>>>>

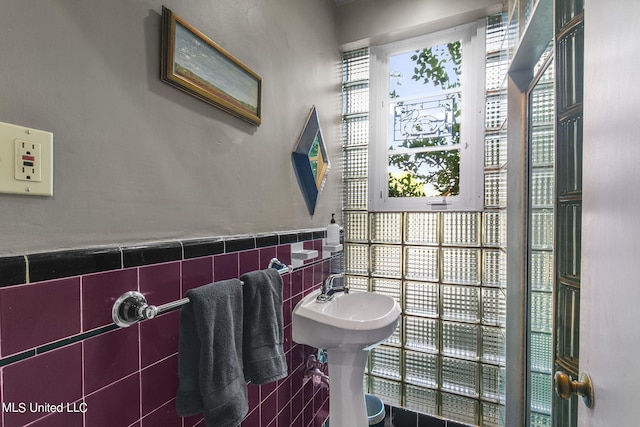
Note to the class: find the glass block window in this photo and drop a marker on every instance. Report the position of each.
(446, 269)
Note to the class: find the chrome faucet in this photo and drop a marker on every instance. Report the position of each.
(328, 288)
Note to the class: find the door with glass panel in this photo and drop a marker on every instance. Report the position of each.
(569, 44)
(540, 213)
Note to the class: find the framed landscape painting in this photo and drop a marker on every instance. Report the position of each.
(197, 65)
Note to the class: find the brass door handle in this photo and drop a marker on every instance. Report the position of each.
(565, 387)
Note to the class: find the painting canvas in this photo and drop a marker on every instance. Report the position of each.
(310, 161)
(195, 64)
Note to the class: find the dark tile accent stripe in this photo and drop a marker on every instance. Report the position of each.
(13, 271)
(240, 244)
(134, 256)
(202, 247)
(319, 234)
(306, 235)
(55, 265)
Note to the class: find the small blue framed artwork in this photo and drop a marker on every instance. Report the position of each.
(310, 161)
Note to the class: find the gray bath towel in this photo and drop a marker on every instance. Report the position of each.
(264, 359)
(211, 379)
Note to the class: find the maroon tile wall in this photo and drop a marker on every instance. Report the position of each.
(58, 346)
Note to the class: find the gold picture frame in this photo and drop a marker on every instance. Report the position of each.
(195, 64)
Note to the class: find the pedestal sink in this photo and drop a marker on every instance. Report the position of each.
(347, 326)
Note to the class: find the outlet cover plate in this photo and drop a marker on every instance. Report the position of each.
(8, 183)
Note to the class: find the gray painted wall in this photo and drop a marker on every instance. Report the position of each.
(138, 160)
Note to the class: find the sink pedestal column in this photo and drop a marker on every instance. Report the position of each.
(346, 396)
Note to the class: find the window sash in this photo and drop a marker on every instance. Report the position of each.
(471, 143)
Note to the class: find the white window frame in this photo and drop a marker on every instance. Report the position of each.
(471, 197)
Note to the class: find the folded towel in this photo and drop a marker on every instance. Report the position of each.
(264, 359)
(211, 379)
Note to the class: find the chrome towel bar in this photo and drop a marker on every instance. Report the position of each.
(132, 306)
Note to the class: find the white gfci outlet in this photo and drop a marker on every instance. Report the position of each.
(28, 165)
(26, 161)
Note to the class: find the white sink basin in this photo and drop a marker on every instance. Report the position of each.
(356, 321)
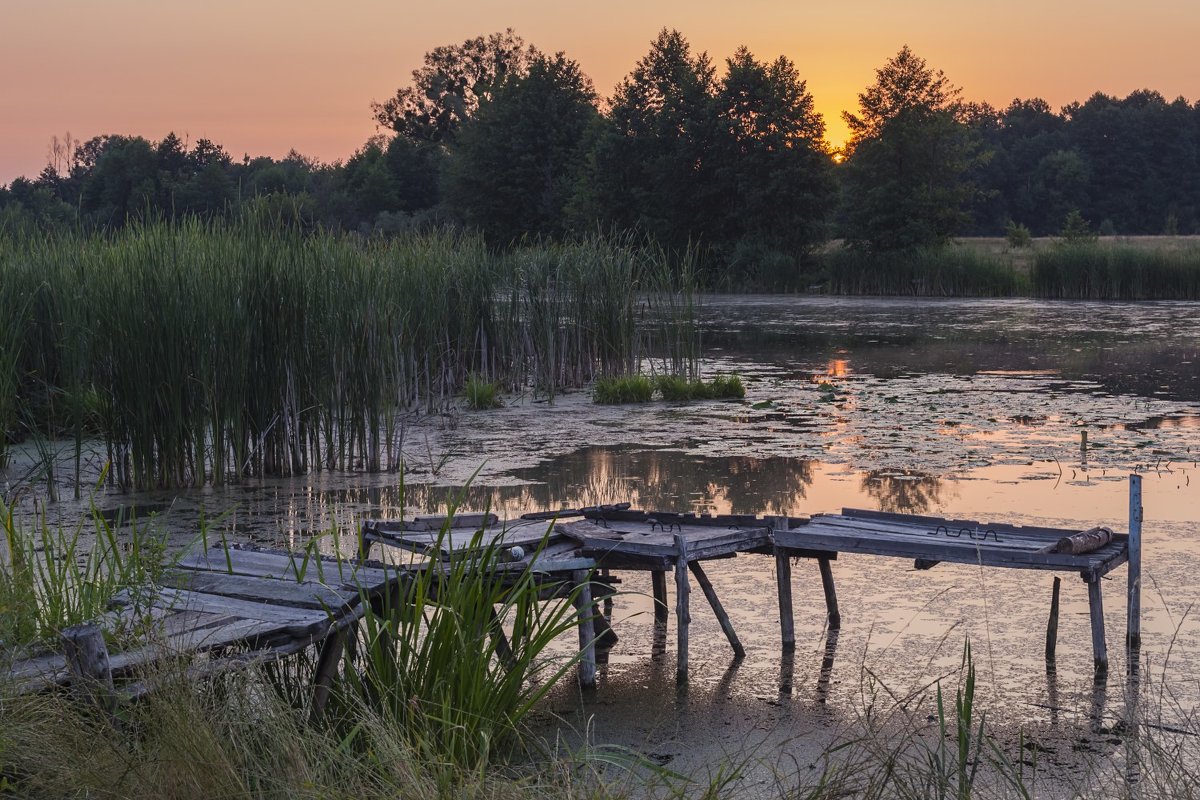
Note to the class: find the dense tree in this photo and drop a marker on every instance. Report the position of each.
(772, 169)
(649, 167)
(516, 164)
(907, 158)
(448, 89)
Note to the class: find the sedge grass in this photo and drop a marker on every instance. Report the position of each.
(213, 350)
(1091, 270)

<<<<

Problem statement
Each line of the data is to be duplicated exactly; pictures stay out of the copy.

Problem solution
Note to the class: find the glass block window in this photo and drop a marker on every instance. Report the position of each.
(446, 269)
Note to the class: find the chrome faucet in this photo and drop a marker on every instance. Report the position of each.
(328, 288)
Note to the class: find the door with glass panel in this photo and drop a marker on every instance. Report the position of each.
(569, 44)
(540, 213)
Note to the class: find the framed landscape painting in this photo and drop a marker on every instance. Report the position of each.
(197, 65)
Note to the class: find the brass door handle in this photo and drop a marker on every instance. Report the position of each.
(565, 387)
Note to the class: find the painting canvas in this photo and drop a marker on every instance. Report the position of each.
(310, 161)
(195, 64)
Note to the class: find the dark tile accent stripe in this photo and drop a marker on every instance. Report the position of each.
(13, 271)
(240, 244)
(134, 256)
(202, 247)
(319, 234)
(306, 235)
(55, 265)
Note to the class: find the small blue framed artwork in this photo and drop a marker on every instance. Report the position of each.
(310, 161)
Note to the class: find the gray bath towel in this photo and drop a marker on every instance. Report the position of each.
(264, 359)
(211, 379)
Note to the class: find the maroon tile wall in this photo and drop a marker on every instance. Report the position of each.
(58, 346)
Note to the class: find the gold picture frame in this photo and drop a marker on every instance. Report the position of each.
(195, 64)
Note to the class: find the pedestal sink in this photo and drop a marker on every instance. Report the position of each.
(347, 326)
Note to the class: find the outlet cover plate in this photo and drop a marker on every instance. Report the position of each.
(8, 183)
Note to the class: find the gray painted wall in this photo and drop a marker on every instance. Report the position of each.
(138, 160)
Note to the class: find the sink pedestal column in this photo and drop a marker on every instance. Report the position of each.
(346, 396)
Note to the class: find the window sash in this photo and drop a marker on every instance. Report the position of each.
(471, 143)
Note to the class: find the white window frame in this photo and drop a marker on every instance. Report the position of each.
(471, 197)
Note to the class: find the folded towel in this photo and drop a marker on every instance. Report the position of each.
(264, 359)
(211, 379)
Note to the class: find the chrome towel bar in this photo and drop a marker on every instance. Report the position of each.
(132, 306)
Note to the class: find the white gfci outlet in this photo and drop a marker on every instance. Report the position of each.
(28, 165)
(26, 161)
Note to the class: find the white sink basin in this photo and drop a marker on every instance. Report the position of each.
(356, 321)
Note to the class: find the dense tree in this photo and drop a marker on every instance. Report the position of each.
(772, 169)
(649, 167)
(516, 164)
(907, 158)
(448, 89)
Note to the class: find the sedge grass in this photo and drop a marker on every instance. Report the position of each.
(213, 350)
(1091, 270)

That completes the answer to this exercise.